SELECTED TEXT:
╭──

Seven Cigarettes a Day: Panel Reveals Health Toll of Wildfire Smoke

In this photo provided by Frederic Larson, the Golden Gate Bridge is seen at 11 a.m. PT, Wednesday, Sept. 9, 2020, in San Francisco, amid a smoky, orange hue caused by the ongoing wildfires. (Frederic Larson via AP)

(CN) — As wildfires rage up and down the West Coast, a panel of experts from Stanford University said Friday that exposure to high levels of pollution from wildfire smoke is the equivalent of smoking seven cigarettes a day.

Add to that increased risk of stroke and heart attack as well as pushing the lungs to the limit if a person is exposed to wildfire smoke and then contracts Covid-19, said pediatrics professor Kari Nadeau with Stanford University School of Medicine.

“With any type of wildfire smoke, tobacco smoke, vaping — but especially wildfire smoke because a lot of it is toxic — it’s going to strip the lungs of its already functioning immune system. The lung and the immune system is already trying to fight against the wildfire smoke,” said Nadeau. “Then on top of that you get infected, that’s going to really wreak havoc on your body and your body is going to try to respond more fervently.”

Prolonged exposure to wildfire smoke can also damage the heart and increase the risk for stroke and heart attack for the elderly. For pregnant women, it can cause premature birth and even stillbirths.

Record-breaking poor air quality readings for the West Coast have stacked in the last several weeks. Much of the smoke seen in the San Francisco Bay Area and northern San Joaquin Valley is from the largest wildfire in recorded California history, the August Complex, which was sparked by numerous lightning strikes in mid-August. The fire has burned over 839,000 acres and stretches across multiple counties including Glenn, Lake, Mendocino, Tehama and Trinity.

╰──

EXCERPTED DATA:
╭──

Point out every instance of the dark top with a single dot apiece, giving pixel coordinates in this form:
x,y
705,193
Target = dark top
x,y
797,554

╰──

WHAT THE TASK REQUIRES:
Answer these questions using the wildfire smoke article:
(a) According to the Stanford panel, breathing high levels of wildfire smoke pollution is equivalent to smoking how many cigarettes a day?
(b) What risks can prolonged wildfire smoke exposure pose for pregnant women?
(c) Across how many acres has the August Complex fire burned?
The rows that come after the wildfire smoke article are separate material and have no connection to it.

EXERCISE RESPONSE:
(a) Seven cigarettes a day.
(b) Premature birth and even stillbirths.
(c) Over 839,000 acres.